### EXERCISE GOAL
Every entry has to be output exactly, with none skipped.

====== EXTRACTED INFORMATION ======

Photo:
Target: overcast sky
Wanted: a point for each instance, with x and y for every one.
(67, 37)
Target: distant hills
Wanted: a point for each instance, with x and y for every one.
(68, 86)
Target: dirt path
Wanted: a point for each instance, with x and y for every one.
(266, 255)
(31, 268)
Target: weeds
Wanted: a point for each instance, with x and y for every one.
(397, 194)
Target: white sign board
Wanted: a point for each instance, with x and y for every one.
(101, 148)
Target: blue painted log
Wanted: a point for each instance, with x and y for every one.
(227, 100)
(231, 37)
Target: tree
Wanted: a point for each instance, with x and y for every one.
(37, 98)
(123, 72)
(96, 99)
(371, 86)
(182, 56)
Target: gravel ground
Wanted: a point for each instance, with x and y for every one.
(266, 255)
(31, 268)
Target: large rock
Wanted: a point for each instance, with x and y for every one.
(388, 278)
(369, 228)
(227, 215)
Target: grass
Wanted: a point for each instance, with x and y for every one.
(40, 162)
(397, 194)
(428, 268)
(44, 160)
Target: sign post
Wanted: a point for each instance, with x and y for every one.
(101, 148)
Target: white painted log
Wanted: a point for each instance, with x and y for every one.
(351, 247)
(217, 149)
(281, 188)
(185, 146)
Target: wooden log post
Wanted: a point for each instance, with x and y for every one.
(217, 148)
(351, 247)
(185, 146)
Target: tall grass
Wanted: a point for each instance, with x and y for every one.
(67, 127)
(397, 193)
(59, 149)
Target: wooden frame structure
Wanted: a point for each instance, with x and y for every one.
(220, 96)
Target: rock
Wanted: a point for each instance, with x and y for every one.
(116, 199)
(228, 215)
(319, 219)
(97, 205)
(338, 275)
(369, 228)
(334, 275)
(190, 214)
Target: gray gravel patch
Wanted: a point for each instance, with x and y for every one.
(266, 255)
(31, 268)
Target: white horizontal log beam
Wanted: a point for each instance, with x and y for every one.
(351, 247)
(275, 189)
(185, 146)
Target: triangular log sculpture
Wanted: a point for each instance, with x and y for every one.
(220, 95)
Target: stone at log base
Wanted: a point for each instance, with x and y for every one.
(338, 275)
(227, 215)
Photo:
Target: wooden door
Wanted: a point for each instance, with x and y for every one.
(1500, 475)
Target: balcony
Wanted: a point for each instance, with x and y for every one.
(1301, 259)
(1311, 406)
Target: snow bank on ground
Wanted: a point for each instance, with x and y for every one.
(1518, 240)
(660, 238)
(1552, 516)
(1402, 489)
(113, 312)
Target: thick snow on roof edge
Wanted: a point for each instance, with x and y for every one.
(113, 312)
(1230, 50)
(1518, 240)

======

### TASK RESULT
Photo:
Target: overcast sky
Wanted: a point for each instance, with x and y for every one.
(67, 37)
Target: distant hills
Wanted: a point for each instance, with x and y for every one.
(68, 86)
Target: dirt path
Wanted: a point for each instance, with x and y for every one.
(266, 255)
(31, 268)
Target: weeds
Wanted: a point for each instance, with x and y for every one.
(397, 194)
Target: white sign board
Wanted: a point for each instance, with x and y for every one.
(101, 148)
Target: blue painted log
Wanted: a point for each instance, with x and y for every one.
(227, 100)
(231, 37)
Target: tree
Wanted: a point for each instance, with x and y for every one.
(37, 98)
(123, 72)
(96, 99)
(371, 86)
(182, 56)
Target: gravel ground
Wanted: a point for each instance, with x and y for every one.
(266, 255)
(31, 268)
Target: large rock
Wanted: a point for each instance, with x and y for every one.
(388, 278)
(369, 228)
(227, 215)
Target: grass
Wanted: a point for each instance, with x and y for every one.
(40, 162)
(397, 194)
(428, 268)
(44, 160)
Target: sign post
Wanted: a point for each instance, with x and y for every one.
(101, 148)
Target: white painted log
Wanted: a point for each instance, with x and y for every one.
(351, 247)
(217, 149)
(281, 188)
(185, 146)
Target: wooden log post
Wanted: a point for each instance, with x and y for every one.
(217, 148)
(351, 247)
(185, 146)
Target: tall grass
Wanted: a point for each instance, with x and y for every one.
(67, 127)
(397, 193)
(59, 149)
Target: wooden frame structure
Wanted: a point for each instance, with x and y for every one.
(220, 96)
Target: rock
Wanted: a point for each instance, with x and y for every one.
(116, 199)
(228, 215)
(319, 219)
(97, 205)
(338, 275)
(369, 228)
(334, 275)
(190, 214)
Target: gray gravel patch
Wanted: a point for each instance, with x and y for every one.
(266, 255)
(31, 268)
Target: white horizontal log beam
Wanted: a point for each instance, with x and y for every one.
(351, 247)
(275, 189)
(185, 146)
Target: triangular log sculpture
Wanted: a point for each instance, with x and y for every one.
(220, 95)
Target: stone at log base
Wanted: a point for each instance, with x and y for every one.
(338, 275)
(227, 215)
Photo:
Target: wooden door
Wanted: a point for each instance, with x and y for every one.
(1500, 475)
Target: balcony
Wanted: a point for each instance, with x and y for every one.
(1301, 259)
(1311, 406)
Target: snow bank on ground
Wanted: a point for each instance, with x and y for every one.
(1518, 240)
(660, 238)
(1552, 516)
(1402, 489)
(113, 312)
Target: thick snow on roof edge
Wanted: a point for each instance, with x and y for every one.
(113, 312)
(1230, 50)
(1518, 240)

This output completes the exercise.